Exercise aim:
Reproduce the following passage on our accumulated digital footprint word for word, in full.

Excerpted text:
----------------
Sometime in the mid-2000s, most of us started handing over pieces of ourselves to the internet without giving the exchange a second thought. We created email accounts, signed up for social media, bought things online, downloaded apps, swiped loyalty cards, connected fitness trackers, stored photos in the cloud, and agreed to terms of service that almost none of us have ever read in full. We did this thousands of times over two decades and counting, and each interaction felt small enough to be inconsequential.

But the accumulation is enormous. More than 6 billion people now use the internet, and each one makes an estimated 5,000 digital interactions per day. Most of those interactions happen without our conscious awareness: a GPS ping, a page load, an app opening, a browser cookie refreshing, a device checking in with a cell tower. The average person in 2010 made an estimated 298 digital interactions per day. In fifteen years, that number multiplied more than sixteenfold. Those digital interactions produce records that can persist indefinitely, stored, copied, indexed, bought, sold, and combined with other records to build profiles of extraordinary detail.

If we’ve been online since the late 1990s or early 2000s, our data footprint can include social media accounts we’ve created, online purchases we’ve made, forums we’ve posted in, loyalty cards we’ve used, and apps we’ve installed going back decades. Some of that information lives on platforms we’ve long forgotten. Some of it was collected by companies that have since been acquired or dissolved, with our data potentially passing to successor entities we’ve never heard of. The digital life most of us have been living for 15 to 25 years has produced a layered, evolving archive that only grows more valuable to the people who buy and sell it as time goes on.
----------------
(Dataset entries)
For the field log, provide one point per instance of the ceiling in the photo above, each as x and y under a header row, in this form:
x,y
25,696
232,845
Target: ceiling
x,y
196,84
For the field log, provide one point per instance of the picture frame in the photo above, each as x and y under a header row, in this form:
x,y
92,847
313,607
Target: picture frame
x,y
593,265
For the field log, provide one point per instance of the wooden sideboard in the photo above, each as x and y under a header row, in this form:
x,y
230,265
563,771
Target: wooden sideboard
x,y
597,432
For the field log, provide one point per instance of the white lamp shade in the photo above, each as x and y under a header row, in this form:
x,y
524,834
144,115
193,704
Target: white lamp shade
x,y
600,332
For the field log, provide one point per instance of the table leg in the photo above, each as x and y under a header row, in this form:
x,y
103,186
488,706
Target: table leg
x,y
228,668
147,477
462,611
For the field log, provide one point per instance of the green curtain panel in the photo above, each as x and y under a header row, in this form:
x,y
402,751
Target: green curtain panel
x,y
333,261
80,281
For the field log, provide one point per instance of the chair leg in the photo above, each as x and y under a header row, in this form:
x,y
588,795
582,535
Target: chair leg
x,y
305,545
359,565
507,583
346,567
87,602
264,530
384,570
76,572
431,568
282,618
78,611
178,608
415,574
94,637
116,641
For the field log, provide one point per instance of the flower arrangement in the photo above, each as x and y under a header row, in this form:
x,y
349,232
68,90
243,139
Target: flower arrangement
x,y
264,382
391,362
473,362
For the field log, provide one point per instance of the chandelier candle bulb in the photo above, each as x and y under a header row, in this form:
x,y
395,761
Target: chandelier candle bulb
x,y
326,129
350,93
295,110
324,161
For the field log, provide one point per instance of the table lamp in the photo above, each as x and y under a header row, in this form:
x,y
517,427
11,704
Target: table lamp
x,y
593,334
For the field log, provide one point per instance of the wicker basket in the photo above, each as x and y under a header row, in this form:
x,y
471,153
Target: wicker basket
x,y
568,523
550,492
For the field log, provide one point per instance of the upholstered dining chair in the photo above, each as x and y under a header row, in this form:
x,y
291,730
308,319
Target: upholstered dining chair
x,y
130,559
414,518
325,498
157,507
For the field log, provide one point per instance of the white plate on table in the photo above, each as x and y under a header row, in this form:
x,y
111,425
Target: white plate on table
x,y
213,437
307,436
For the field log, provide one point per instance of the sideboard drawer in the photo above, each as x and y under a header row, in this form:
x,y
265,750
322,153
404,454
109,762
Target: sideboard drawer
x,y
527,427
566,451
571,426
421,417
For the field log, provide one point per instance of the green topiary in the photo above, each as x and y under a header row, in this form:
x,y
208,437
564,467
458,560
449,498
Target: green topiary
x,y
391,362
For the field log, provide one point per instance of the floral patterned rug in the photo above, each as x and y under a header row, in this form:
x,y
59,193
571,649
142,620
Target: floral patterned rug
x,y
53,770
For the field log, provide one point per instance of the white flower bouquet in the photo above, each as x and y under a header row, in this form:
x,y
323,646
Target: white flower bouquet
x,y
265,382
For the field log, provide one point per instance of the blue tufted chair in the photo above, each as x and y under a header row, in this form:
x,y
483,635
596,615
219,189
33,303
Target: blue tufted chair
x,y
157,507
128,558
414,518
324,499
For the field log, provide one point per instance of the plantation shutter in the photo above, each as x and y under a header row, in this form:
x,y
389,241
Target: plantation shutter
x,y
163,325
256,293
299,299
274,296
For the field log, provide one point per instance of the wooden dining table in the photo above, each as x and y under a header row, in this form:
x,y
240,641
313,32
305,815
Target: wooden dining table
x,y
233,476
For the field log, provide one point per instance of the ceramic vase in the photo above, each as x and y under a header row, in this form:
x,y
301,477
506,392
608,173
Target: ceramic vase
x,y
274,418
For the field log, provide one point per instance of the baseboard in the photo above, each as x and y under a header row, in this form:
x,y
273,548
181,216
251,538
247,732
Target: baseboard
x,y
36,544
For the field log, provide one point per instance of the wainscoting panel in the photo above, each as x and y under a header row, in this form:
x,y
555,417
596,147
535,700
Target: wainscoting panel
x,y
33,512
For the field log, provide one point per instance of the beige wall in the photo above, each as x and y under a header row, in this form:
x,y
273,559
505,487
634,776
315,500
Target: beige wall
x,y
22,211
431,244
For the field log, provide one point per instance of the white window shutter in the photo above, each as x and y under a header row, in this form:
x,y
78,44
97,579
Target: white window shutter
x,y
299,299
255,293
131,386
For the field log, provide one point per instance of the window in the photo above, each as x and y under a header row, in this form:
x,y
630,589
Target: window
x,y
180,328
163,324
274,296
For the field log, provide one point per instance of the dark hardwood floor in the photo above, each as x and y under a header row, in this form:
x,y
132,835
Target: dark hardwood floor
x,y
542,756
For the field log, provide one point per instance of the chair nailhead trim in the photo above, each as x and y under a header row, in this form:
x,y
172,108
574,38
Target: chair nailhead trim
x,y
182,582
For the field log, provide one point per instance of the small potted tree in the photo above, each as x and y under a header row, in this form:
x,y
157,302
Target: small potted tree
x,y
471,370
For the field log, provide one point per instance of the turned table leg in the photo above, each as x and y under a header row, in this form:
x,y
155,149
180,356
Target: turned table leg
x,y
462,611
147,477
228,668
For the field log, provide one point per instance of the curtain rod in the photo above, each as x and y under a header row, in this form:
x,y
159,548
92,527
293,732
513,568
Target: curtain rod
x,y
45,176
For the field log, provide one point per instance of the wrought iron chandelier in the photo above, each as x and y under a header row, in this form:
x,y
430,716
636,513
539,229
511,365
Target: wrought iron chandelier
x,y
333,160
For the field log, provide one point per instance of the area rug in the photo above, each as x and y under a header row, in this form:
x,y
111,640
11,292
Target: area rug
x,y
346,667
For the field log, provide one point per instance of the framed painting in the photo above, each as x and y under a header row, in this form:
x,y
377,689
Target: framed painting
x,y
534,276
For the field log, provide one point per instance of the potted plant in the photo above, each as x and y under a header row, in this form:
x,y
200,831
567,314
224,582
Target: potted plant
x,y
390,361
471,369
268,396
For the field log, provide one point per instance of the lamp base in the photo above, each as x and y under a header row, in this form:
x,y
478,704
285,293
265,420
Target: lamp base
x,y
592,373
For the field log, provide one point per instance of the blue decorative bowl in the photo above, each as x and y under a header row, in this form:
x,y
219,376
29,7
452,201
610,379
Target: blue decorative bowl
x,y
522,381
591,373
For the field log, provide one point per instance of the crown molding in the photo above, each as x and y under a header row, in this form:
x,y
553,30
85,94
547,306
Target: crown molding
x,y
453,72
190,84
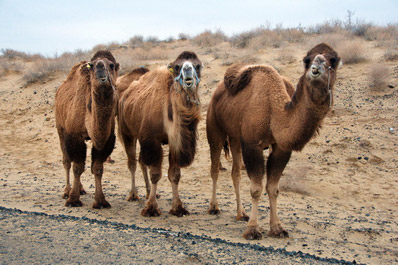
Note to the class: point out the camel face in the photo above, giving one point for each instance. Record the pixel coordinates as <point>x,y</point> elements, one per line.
<point>186,70</point>
<point>321,65</point>
<point>103,72</point>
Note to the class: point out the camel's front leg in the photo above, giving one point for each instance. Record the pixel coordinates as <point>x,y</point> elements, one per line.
<point>152,208</point>
<point>276,164</point>
<point>236,177</point>
<point>254,162</point>
<point>98,158</point>
<point>174,175</point>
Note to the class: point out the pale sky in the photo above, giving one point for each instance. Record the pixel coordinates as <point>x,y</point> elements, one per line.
<point>51,26</point>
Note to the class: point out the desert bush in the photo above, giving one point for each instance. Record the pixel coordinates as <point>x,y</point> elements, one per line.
<point>378,76</point>
<point>286,56</point>
<point>208,38</point>
<point>183,36</point>
<point>7,66</point>
<point>352,52</point>
<point>136,41</point>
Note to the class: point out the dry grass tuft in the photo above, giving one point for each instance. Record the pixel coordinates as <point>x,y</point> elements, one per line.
<point>286,56</point>
<point>352,52</point>
<point>208,38</point>
<point>295,183</point>
<point>378,77</point>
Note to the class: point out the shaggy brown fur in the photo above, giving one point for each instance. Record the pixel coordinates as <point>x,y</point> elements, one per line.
<point>256,108</point>
<point>84,110</point>
<point>157,110</point>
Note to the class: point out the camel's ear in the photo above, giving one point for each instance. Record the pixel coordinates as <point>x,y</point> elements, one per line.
<point>307,61</point>
<point>90,66</point>
<point>334,62</point>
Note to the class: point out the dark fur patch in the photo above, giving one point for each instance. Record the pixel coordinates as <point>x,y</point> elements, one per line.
<point>297,94</point>
<point>102,155</point>
<point>253,159</point>
<point>277,162</point>
<point>75,148</point>
<point>89,104</point>
<point>151,152</point>
<point>170,111</point>
<point>188,142</point>
<point>103,54</point>
<point>140,71</point>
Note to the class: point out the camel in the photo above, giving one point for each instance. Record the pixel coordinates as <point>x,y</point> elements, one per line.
<point>162,107</point>
<point>85,110</point>
<point>256,108</point>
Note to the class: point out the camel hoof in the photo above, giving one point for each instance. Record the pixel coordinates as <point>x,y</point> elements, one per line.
<point>253,233</point>
<point>150,212</point>
<point>102,204</point>
<point>133,197</point>
<point>214,211</point>
<point>179,212</point>
<point>244,217</point>
<point>278,234</point>
<point>157,196</point>
<point>73,203</point>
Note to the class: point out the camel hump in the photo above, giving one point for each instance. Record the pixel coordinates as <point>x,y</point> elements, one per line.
<point>238,76</point>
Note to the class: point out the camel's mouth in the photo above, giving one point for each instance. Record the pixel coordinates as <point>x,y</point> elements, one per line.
<point>103,80</point>
<point>189,82</point>
<point>316,71</point>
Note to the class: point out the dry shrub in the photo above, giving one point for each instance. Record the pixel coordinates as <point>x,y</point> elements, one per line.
<point>7,66</point>
<point>378,76</point>
<point>42,69</point>
<point>286,56</point>
<point>295,183</point>
<point>208,38</point>
<point>352,52</point>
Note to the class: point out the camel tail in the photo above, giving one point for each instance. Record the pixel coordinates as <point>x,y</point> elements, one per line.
<point>235,83</point>
<point>226,149</point>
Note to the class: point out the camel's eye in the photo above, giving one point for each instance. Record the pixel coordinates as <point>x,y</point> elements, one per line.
<point>307,61</point>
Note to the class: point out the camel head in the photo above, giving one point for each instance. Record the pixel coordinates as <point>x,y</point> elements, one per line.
<point>103,70</point>
<point>186,71</point>
<point>321,64</point>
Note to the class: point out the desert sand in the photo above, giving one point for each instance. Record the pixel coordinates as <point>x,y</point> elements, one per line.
<point>339,196</point>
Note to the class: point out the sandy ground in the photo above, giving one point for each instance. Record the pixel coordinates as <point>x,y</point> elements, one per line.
<point>339,195</point>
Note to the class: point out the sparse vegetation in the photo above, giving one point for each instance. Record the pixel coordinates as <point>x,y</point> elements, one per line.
<point>378,77</point>
<point>348,36</point>
<point>352,52</point>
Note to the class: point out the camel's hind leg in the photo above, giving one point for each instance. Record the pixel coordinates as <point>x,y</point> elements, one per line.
<point>151,154</point>
<point>67,166</point>
<point>174,175</point>
<point>144,170</point>
<point>98,157</point>
<point>130,145</point>
<point>74,149</point>
<point>275,165</point>
<point>236,177</point>
<point>254,162</point>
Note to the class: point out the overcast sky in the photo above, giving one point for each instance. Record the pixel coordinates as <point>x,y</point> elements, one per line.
<point>51,26</point>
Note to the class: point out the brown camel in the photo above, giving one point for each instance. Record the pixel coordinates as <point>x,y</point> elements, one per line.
<point>162,107</point>
<point>85,110</point>
<point>252,107</point>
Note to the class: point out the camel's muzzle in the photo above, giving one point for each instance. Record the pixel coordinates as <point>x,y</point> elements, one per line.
<point>188,77</point>
<point>318,66</point>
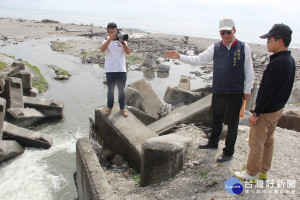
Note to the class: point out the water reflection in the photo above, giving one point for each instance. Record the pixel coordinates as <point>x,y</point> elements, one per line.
<point>163,74</point>
<point>149,74</point>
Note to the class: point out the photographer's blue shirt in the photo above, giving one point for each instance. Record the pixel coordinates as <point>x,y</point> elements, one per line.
<point>114,57</point>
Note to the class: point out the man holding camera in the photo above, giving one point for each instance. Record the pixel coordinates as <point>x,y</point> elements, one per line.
<point>233,79</point>
<point>115,49</point>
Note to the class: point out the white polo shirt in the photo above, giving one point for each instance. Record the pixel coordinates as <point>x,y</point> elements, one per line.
<point>114,57</point>
<point>207,56</point>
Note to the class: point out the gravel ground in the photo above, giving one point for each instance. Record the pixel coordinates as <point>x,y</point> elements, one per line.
<point>203,178</point>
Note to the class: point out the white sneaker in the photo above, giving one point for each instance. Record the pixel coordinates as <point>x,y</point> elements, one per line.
<point>244,176</point>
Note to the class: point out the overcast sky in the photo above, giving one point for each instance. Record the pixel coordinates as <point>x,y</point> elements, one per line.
<point>257,15</point>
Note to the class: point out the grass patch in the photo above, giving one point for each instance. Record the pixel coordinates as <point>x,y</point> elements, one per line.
<point>62,72</point>
<point>296,103</point>
<point>216,181</point>
<point>61,46</point>
<point>88,55</point>
<point>244,167</point>
<point>137,178</point>
<point>41,84</point>
<point>132,59</point>
<point>2,65</point>
<point>7,55</point>
<point>203,173</point>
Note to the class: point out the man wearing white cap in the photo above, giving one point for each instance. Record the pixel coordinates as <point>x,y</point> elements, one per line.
<point>233,79</point>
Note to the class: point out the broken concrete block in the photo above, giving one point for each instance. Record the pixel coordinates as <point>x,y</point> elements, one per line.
<point>123,135</point>
<point>133,97</point>
<point>163,68</point>
<point>184,83</point>
<point>50,108</point>
<point>2,115</point>
<point>25,76</point>
<point>26,137</point>
<point>90,178</point>
<point>162,158</point>
<point>175,95</point>
<point>150,61</point>
<point>142,116</point>
<point>14,93</point>
<point>9,150</point>
<point>31,93</point>
<point>198,111</point>
<point>15,68</point>
<point>24,117</point>
<point>152,104</point>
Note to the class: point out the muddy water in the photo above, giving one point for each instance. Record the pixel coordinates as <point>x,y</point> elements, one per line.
<point>48,174</point>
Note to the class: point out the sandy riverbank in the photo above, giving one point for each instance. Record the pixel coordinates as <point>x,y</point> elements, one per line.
<point>201,177</point>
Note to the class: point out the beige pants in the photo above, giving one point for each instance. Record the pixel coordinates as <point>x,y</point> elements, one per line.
<point>261,142</point>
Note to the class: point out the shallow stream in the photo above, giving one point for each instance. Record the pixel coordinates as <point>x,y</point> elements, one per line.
<point>48,174</point>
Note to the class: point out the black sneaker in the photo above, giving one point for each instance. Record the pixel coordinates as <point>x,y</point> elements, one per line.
<point>207,146</point>
<point>223,158</point>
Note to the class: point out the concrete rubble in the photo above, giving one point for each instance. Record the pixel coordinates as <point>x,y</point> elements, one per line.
<point>17,111</point>
<point>26,137</point>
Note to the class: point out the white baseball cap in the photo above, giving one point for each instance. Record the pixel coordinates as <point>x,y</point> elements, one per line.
<point>226,24</point>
----------------
Task solution:
Sometime in the mid-2000s, most of us started handing over pieces of ourselves to the internet without giving the exchange a second thought. We created email accounts, signed up for social media, bought things online, downloaded apps, swiped loyalty cards, connected fitness trackers, stored photos in the cloud, and agreed to terms of service that almost none of us have ever read in full. We did this thousands of times over two decades and counting, and each interaction felt small enough to be inconsequential.

But the accumulation is enormous. More than 6 billion people now use the internet, and each one makes an estimated 5,000 digital interactions per day. Most of those interactions happen without our conscious awareness: a GPS ping, a page load, an app opening, a browser cookie refreshing, a device checking in with a cell tower. The average person in 2010 made an estimated 298 digital interactions per day. In fifteen years, that number multiplied more than sixteenfold. Those digital interactions produce records that can persist indefinitely, stored, copied, indexed, bought, sold, and combined with other records to build profiles of extraordinary detail.

If we’ve been online since the late 1990s or early 2000s, our data footprint can include social media accounts we’ve created, online purchases we’ve made, forums we’ve posted in, loyalty cards we’ve used, and apps we’ve installed going back decades. Some of that information lives on platforms we’ve long forgotten. Some of it was collected by companies that have since been acquired or dissolved, with our data potentially passing to successor entities we’ve never heard of. The digital life most of us have been living for 15 to 25 years has produced a layered, evolving archive that only grows more valuable to the people who buy and sell it as time goes on.